= Beginning of Section =
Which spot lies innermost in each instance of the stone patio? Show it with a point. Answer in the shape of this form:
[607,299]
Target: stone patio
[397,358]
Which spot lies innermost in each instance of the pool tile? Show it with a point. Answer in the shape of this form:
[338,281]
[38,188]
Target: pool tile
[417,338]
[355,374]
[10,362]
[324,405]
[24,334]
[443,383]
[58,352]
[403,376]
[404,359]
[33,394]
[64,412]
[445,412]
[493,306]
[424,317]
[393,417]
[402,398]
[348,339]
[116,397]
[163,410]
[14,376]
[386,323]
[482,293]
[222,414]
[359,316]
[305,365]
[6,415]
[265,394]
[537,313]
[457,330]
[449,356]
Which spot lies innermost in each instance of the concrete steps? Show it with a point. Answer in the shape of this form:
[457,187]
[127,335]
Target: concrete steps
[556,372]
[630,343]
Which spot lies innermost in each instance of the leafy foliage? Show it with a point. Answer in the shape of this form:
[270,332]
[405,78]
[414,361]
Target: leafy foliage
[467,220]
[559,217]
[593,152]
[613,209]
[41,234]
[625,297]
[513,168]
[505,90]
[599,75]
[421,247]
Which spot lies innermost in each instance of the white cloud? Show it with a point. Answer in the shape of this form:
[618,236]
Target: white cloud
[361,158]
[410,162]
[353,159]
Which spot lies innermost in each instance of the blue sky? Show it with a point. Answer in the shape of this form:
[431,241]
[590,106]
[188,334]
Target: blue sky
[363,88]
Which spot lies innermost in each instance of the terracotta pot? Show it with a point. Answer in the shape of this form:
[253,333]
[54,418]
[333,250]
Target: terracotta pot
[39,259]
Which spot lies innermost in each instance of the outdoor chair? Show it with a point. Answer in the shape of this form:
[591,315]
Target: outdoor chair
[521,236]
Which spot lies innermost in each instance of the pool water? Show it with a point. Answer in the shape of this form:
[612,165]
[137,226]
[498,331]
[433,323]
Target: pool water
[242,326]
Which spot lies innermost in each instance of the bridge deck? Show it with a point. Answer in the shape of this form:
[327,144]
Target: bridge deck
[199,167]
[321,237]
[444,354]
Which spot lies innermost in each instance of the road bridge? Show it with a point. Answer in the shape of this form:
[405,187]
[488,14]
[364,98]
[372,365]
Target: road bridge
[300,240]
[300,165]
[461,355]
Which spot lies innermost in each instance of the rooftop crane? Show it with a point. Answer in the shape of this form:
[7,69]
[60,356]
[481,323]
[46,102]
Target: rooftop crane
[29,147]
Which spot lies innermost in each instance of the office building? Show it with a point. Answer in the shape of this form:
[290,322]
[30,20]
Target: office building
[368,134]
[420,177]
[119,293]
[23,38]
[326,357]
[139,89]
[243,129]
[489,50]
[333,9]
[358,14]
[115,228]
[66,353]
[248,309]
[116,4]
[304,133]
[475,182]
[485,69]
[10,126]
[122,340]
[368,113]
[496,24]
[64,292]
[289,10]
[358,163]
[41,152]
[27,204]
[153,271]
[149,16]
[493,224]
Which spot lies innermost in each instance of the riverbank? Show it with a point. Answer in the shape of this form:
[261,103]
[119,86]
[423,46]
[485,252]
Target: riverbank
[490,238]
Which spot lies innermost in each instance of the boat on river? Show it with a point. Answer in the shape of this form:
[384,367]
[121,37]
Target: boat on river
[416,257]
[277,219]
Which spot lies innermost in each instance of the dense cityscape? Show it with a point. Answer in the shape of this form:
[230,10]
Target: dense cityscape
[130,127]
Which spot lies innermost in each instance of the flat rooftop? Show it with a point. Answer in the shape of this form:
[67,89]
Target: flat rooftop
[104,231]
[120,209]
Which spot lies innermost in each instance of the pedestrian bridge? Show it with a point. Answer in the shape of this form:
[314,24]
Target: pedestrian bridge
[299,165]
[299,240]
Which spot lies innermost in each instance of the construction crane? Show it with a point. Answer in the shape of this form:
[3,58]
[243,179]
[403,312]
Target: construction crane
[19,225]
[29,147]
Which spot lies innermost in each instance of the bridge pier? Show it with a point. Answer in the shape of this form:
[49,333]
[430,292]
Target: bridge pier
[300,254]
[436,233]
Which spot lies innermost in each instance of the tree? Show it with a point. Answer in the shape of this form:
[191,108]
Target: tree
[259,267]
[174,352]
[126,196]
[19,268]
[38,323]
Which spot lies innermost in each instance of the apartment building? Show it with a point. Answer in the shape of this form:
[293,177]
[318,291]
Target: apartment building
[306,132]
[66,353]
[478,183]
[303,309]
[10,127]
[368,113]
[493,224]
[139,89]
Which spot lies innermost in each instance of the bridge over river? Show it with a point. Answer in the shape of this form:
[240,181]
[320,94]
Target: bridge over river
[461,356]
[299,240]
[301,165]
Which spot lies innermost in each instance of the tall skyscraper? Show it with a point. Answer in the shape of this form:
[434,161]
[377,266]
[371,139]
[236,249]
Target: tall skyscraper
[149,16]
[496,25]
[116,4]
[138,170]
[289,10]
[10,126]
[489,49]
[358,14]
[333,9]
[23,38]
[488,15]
= End of Section =
Problem to solve:
Please output the full listing, keeping every character the same.

Final answer:
Which spot lies innermost in each instance of the stone patio? Show it with a point. Answer in the shape of this form:
[607,299]
Target: stone patio
[397,358]
Which spot lies innermost in each instance of the pool tile? Show it with a point. Answer in the shape of this form:
[338,281]
[38,188]
Target: pool tile
[417,338]
[355,374]
[10,362]
[324,405]
[24,334]
[443,383]
[58,352]
[403,376]
[404,359]
[33,394]
[64,412]
[445,412]
[493,306]
[424,317]
[393,417]
[402,398]
[348,339]
[116,397]
[163,410]
[14,376]
[386,323]
[482,293]
[222,414]
[359,316]
[305,365]
[6,415]
[265,394]
[537,313]
[457,330]
[449,356]
Which spot lies innermost in each instance of the concrete steps? Show it with a point. Answer in the shape of this form:
[457,187]
[127,335]
Target: concrete steps
[556,372]
[630,343]
Which spot lies innermost in each instance of the leafy foliage? Show it with a point. Answer in the shape of this form:
[270,332]
[405,78]
[414,361]
Target: leafy foliage
[467,220]
[559,217]
[593,152]
[613,209]
[41,234]
[625,297]
[513,168]
[505,90]
[599,75]
[421,247]
Which spot lies innermost in each instance of the white cloud? Show it with a point. Answer in the shape of this form:
[618,236]
Target: white cloud
[361,158]
[410,162]
[353,159]
Which spot lies innermost in each instance of the blue sky? Show it with a point. Answer in the shape of this form:
[431,241]
[590,106]
[188,334]
Target: blue sky
[363,88]
Which spot lies innermost in each instance of the terracotta pot? Show it with a point. Answer in the shape of this form:
[253,333]
[54,418]
[333,250]
Target: terracotta pot
[39,259]
Which spot lies innermost in each instance of the outdoor chair? Show it with a point. Answer in the shape of this form:
[591,315]
Target: outdoor chair
[521,236]
Which spot lies innermost in each instance of the pool water? Show it with a point. Answer in the shape of this form:
[612,165]
[137,226]
[498,331]
[433,323]
Target: pool water
[242,326]
Which spot lies innermost in each instance of the bridge deck? Show it with a point. Answer in the shape of this form:
[327,144]
Target: bridge deck
[199,167]
[321,237]
[444,354]
Which spot lies innermost in each instance of the road bridge? Show it with a point. Answer in the shape of this form:
[405,187]
[488,14]
[364,98]
[372,365]
Target: road bridge
[300,240]
[300,165]
[461,355]
Which spot lies innermost in each instance of the rooftop crane? Show it with a point. Answer in the shape of this form:
[7,69]
[60,356]
[481,323]
[46,102]
Target: rooftop crane
[29,147]
Which spot lies innermost in each instance of the office building? Show it with a point. Answer in the shape of this form:
[290,322]
[30,20]
Target: office building
[368,134]
[420,177]
[119,293]
[23,38]
[326,357]
[139,89]
[243,129]
[489,50]
[333,9]
[358,14]
[115,228]
[66,353]
[248,309]
[116,4]
[304,133]
[475,182]
[485,69]
[10,126]
[122,340]
[368,113]
[496,24]
[64,292]
[289,10]
[358,163]
[41,152]
[27,204]
[153,271]
[149,16]
[493,224]
Which spot lies innermost in each instance of the riverbank? Show it with a point. Answer in the shape of this form:
[261,103]
[119,86]
[423,46]
[485,252]
Target: riverbank
[490,238]
Which spot lies innermost in each instance of the boat on river? Show it with a point. Answer in the shape of this form:
[384,367]
[121,37]
Target: boat on river
[416,257]
[277,219]
Which spot lies innermost in each instance of the dense cityscape? Show it with a point. Answer in the shape of this form:
[230,10]
Target: dense cityscape
[130,127]
Which spot lies innermost in each instance of the flat rooftop? Show it with a point. Answer in the shape of this form:
[67,89]
Target: flat rooftop
[104,231]
[120,209]
Which spot lies innermost in each instance of the pedestrian bridge? Show it with a point. Answer in the shape of this form:
[314,24]
Target: pedestrian bridge
[299,165]
[299,240]
Which spot lies innermost in each instance of the construction crane? Show it with a point. Answer in the shape of this form:
[3,58]
[243,179]
[403,312]
Target: construction crane
[19,225]
[29,147]
Which spot lies innermost in each instance of the bridge pier? Show it with a point. Answer in the shape of this form:
[49,333]
[430,292]
Target: bridge pier
[300,254]
[436,233]
Which spot lies innermost in each instance of the tree? Show it with a point. Answer in the shape of this form:
[191,108]
Target: tree
[259,267]
[174,352]
[126,196]
[19,268]
[38,323]
Which spot lies innermost in each instance of the apartment building? Show it with a point. Answer in the shape of this form:
[293,177]
[318,291]
Target: apartment building
[306,132]
[66,353]
[478,183]
[303,309]
[10,127]
[368,113]
[493,224]
[139,89]
Which spot lies innermost in each instance of the bridge over river? Show it with a point. Answer in the shape of this form:
[240,181]
[320,94]
Target: bridge over river
[461,356]
[299,240]
[301,165]
Which spot lies innermost in each instance of the tall skyscraper? Show it with a point. Answer in the shape of this form:
[434,161]
[377,266]
[371,139]
[236,249]
Target: tall skyscraper
[149,16]
[496,25]
[116,4]
[138,170]
[289,10]
[10,126]
[489,49]
[358,14]
[333,9]
[23,38]
[488,15]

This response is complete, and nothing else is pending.